→ **WHAT TO WORK ON**
With all images left out, restate the records below exactly as written.

-- THE DATA follows --

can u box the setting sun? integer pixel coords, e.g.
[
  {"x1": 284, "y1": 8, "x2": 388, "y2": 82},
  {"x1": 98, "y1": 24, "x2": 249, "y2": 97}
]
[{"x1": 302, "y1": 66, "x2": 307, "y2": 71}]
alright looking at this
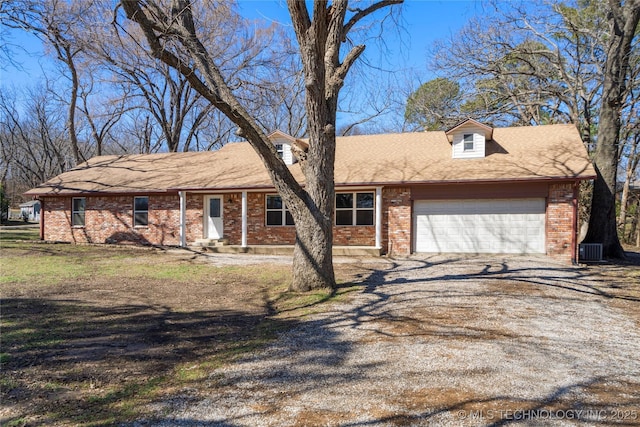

-- THE DATA concluded --

→ **REPLY**
can u box the setting sun? integer pixel coords, e.g.
[
  {"x1": 284, "y1": 8, "x2": 388, "y2": 82},
  {"x1": 98, "y1": 24, "x2": 249, "y2": 97}
]
[{"x1": 302, "y1": 66, "x2": 307, "y2": 71}]
alright looking at this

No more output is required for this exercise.